:: EXERCISE TEXT ::
=== Section Start ===

Basically, more of the same of what we've been doing for decades, just with faster tools.
I have always done that steps with my team and the results are great.
If you are a solo developer I understand that the LLM can help somewhat but not replace a real team of developers.
The code will always be an imperfect projection of the specification, and that is a feature. It must be decoupled to some extent or everything would become incredibly brittle. You do not need your business analysts worrying about which SQLite provider is to be used in the final shipped product. Forcing code to be isomorphic with spec means everyone needs to know everything all the time. It can work in small tech startups, but it doesn't work anywhere else.
Most people don't specify or know that they want a U bend in their pipes or what kind or joints should be used for their pipes.
The absence of U bends or use or poor joints will be felt immediately.
Thankfully home building is a relatively solved problem whereas software is everything bespoke and every problem slightly different... Not to mention forever changing
This article is really attacking vague prose that pushes ambiguity onto the agent - okay, fair enough. But that's a tooling problem. What if you could express structure and relationships at a higher level than text, or map domain concepts directly to library components? People are already working on new workflows and tools to do just that!
Also, dismissing the idea that "some day we'll be able to just write the specs and the program will write itself" is especially perplexing. We're already doing it, aren't we? Yes, it has major issues but you can't deny that AI agents are enabling literally that. Those issues will get fixed.

=== Section End ===

(Stored dataset items)
=== Section Start ===

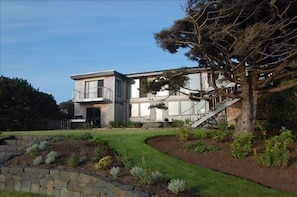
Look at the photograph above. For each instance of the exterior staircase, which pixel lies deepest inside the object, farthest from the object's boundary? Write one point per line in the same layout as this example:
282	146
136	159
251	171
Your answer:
226	103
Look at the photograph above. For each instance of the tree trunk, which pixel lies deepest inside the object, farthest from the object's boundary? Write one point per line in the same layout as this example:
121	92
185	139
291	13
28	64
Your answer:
247	120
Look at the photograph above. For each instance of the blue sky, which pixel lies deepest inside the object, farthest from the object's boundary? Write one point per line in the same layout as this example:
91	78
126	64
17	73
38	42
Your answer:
46	41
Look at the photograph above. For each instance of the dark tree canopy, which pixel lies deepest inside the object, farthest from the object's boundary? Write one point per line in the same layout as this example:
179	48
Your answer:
20	102
251	43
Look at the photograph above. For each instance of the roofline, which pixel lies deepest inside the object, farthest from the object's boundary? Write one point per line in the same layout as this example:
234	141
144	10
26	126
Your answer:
158	72
96	74
131	75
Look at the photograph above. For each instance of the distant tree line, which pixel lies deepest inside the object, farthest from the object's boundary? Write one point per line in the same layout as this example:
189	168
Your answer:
22	106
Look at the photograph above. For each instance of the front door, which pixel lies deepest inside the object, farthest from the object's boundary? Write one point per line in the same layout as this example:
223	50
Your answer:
93	117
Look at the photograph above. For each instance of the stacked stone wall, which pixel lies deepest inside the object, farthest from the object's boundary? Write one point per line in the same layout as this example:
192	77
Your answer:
61	183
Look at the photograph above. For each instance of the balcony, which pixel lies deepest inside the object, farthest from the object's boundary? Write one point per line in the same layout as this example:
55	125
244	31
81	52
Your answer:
100	94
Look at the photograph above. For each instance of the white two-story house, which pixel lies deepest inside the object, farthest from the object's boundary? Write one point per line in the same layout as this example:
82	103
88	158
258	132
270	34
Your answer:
101	97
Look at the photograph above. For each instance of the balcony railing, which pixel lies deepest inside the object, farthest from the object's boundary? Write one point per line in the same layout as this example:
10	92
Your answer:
92	94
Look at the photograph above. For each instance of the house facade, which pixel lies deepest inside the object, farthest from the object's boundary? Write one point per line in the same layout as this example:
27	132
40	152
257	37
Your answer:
102	97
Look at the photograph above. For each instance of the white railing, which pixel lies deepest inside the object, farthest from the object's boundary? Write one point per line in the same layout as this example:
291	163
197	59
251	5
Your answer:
92	94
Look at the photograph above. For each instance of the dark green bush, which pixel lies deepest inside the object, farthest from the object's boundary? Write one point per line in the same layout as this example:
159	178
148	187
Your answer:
241	145
276	152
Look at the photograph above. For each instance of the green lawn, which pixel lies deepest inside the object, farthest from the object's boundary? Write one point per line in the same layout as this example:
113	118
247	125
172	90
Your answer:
130	143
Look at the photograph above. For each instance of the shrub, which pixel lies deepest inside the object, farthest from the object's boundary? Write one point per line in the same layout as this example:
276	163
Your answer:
111	124
176	186
156	176
42	145
201	135
114	171
57	138
37	160
96	139
136	171
200	147
51	157
74	160
223	125
241	145
104	162
184	133
276	150
125	161
177	123
33	150
219	136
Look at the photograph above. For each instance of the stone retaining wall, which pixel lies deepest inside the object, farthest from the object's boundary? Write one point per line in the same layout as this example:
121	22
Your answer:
62	183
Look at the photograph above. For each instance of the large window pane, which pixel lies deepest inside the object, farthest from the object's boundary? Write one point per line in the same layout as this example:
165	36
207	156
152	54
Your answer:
135	88
159	114
186	107
134	110
173	108
144	109
200	107
118	88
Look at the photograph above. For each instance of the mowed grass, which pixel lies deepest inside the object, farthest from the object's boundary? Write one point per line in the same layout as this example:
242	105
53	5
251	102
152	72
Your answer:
130	143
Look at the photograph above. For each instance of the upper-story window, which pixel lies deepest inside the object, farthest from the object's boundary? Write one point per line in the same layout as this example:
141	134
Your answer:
118	88
94	89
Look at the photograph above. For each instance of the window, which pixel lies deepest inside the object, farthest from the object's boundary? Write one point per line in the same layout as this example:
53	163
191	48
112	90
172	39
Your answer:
94	89
144	109
186	107
173	108
134	110
118	88
134	88
142	94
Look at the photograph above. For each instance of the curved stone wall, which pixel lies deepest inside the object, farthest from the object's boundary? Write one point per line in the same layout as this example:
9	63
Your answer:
61	183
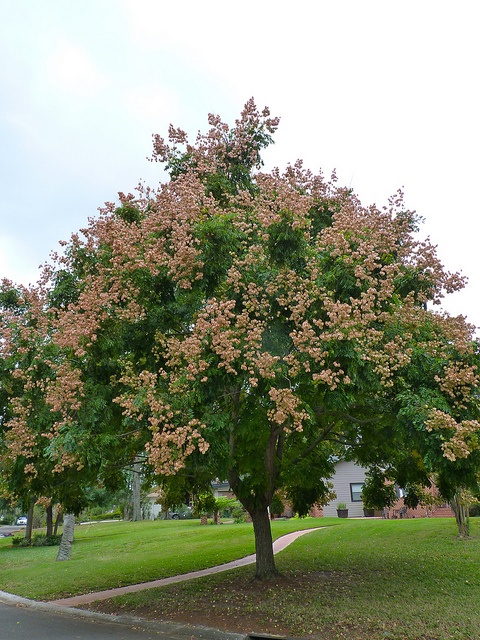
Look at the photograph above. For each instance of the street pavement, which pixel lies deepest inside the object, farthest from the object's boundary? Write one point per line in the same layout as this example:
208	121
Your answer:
22	619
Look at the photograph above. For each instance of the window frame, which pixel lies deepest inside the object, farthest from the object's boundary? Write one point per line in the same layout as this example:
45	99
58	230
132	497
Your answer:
357	492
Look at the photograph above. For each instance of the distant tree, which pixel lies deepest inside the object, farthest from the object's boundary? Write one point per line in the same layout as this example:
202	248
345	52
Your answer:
253	325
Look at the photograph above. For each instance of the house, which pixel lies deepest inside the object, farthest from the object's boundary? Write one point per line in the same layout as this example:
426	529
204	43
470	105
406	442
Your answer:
348	483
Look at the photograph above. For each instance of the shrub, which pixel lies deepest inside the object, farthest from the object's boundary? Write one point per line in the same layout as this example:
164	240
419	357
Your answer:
38	540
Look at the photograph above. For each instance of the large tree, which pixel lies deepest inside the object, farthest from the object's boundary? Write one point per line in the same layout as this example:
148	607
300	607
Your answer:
259	324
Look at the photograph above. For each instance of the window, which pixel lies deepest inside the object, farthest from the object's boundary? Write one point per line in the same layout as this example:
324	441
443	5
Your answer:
356	491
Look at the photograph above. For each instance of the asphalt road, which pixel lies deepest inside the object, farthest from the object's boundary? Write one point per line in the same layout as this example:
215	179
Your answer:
22	619
7	529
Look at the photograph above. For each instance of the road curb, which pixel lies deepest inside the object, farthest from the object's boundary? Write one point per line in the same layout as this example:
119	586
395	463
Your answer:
171	630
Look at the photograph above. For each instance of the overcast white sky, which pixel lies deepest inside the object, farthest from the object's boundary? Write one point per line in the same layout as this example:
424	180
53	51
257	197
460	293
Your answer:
385	92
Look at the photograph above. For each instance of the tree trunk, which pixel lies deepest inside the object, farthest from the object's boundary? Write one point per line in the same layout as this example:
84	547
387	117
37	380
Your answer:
49	514
67	537
136	486
57	520
29	529
265	562
460	509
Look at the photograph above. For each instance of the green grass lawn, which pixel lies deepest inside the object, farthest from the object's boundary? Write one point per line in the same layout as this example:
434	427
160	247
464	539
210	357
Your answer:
120	553
357	579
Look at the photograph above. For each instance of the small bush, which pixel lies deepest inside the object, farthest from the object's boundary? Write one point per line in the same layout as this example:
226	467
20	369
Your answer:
38	540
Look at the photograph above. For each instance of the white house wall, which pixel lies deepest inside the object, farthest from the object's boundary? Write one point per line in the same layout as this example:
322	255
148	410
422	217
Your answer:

=== Section End ===

:: ASSIGNMENT 1 ::
Reproduce the forum excerpt word for word, starting at the words "I have always" and ending after "be felt immediately.".
:: ASSIGNMENT 2 ::
List every plumbing component that the forum excerpt mentions.
Use only the forum excerpt to complete the work.

:: YOUR SOLUTION 1 ::
I have always done that steps with my team and the results are great.
If you are a solo developer I understand that the LLM can help somewhat but not replace a real team of developers.
The code will always be an imperfect projection of the specification, and that is a feature. It must be decoupled to some extent or everything would become incredibly brittle. You do not need your business analysts worrying about which SQLite provider is to be used in the final shipped product. Forcing code to be isomorphic with spec means everyone needs to know everything all the time. It can work in small tech startups, but it doesn't work anywhere else.
Most people don't specify or know that they want a U bend in their pipes or what kind or joints should be used for their pipes.
The absence of U bends or use or poor joints will be felt immediately.

:: YOUR SOLUTION 2 ::
U bend
joints
pipes